AIM: Pull out each line in the rows below that contains the word "black", and copy those lines. Uppercase and lowercase letters count as different.

Position annotation rows:
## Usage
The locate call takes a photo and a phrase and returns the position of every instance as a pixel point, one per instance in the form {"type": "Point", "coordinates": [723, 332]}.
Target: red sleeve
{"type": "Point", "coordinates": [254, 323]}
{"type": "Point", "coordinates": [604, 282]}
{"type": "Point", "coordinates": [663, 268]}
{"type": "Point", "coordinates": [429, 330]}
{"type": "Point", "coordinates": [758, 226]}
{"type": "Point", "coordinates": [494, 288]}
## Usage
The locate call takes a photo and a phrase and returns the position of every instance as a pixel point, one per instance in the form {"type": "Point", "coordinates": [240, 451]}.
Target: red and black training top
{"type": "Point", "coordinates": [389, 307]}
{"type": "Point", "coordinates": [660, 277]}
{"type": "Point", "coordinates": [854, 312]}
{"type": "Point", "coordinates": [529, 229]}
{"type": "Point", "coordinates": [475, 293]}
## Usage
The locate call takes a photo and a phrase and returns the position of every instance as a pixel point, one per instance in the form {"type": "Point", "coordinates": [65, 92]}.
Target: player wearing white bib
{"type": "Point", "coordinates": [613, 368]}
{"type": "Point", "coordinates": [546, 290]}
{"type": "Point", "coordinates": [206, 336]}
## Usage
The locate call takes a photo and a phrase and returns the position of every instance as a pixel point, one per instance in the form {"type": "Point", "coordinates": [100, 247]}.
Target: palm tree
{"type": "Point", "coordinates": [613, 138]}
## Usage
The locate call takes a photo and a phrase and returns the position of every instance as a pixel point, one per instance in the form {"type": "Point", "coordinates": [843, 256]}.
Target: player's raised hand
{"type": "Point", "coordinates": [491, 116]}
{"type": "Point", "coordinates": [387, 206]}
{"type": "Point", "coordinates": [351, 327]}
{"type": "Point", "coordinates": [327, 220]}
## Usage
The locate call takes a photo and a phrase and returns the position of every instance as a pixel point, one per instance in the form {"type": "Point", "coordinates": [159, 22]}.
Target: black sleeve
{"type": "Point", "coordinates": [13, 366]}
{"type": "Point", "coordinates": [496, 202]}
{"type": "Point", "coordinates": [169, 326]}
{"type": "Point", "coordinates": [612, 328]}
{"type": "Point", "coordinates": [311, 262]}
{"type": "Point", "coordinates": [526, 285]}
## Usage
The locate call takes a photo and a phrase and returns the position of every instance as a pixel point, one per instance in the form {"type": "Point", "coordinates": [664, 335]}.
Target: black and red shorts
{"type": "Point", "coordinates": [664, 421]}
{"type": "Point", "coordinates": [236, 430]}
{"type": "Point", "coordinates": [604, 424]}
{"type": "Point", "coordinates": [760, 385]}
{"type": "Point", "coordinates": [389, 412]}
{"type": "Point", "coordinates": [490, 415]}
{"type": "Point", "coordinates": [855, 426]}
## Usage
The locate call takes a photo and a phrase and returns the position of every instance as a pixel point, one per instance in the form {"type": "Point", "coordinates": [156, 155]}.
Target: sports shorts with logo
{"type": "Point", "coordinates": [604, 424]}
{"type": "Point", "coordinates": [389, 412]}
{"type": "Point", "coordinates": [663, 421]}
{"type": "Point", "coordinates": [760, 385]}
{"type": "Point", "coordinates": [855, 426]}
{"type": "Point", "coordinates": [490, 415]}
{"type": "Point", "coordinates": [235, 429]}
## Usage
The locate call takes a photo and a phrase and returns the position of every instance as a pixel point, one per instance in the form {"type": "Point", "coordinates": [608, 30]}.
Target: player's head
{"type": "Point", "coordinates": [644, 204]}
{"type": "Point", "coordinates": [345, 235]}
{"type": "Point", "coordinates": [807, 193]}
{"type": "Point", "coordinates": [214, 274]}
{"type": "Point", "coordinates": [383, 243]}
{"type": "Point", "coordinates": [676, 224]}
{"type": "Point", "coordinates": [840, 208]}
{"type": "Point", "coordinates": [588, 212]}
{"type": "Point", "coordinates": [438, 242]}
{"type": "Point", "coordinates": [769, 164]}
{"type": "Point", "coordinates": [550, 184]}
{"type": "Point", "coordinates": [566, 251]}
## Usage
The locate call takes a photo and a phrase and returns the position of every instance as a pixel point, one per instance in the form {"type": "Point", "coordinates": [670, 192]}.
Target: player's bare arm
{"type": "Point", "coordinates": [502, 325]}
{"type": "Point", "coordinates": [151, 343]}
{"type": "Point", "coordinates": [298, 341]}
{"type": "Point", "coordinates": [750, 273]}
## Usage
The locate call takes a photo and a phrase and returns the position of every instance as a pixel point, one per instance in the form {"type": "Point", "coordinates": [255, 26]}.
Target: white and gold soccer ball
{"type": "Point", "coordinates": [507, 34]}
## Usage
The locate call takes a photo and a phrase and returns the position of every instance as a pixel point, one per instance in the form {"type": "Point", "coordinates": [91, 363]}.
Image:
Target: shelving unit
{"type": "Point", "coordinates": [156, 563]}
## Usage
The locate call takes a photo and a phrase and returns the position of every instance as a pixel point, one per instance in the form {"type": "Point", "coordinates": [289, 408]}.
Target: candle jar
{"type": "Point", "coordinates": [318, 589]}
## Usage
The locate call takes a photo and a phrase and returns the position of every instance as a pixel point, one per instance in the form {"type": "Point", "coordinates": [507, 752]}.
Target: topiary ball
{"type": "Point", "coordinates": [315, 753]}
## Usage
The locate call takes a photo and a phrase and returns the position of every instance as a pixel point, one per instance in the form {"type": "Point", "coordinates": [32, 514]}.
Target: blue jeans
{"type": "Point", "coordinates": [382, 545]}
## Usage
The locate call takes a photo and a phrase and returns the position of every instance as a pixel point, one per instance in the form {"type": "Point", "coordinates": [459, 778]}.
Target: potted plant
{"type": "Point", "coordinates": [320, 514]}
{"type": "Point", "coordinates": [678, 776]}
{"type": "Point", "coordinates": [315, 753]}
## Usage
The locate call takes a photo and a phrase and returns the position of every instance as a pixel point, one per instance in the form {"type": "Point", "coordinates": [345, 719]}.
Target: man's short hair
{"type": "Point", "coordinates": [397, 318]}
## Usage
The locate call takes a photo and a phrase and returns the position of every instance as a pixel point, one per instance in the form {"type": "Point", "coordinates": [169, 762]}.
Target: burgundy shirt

WRITTEN REPLY:
Target: red and black training top
Target: black sleeve
Target: black and red shorts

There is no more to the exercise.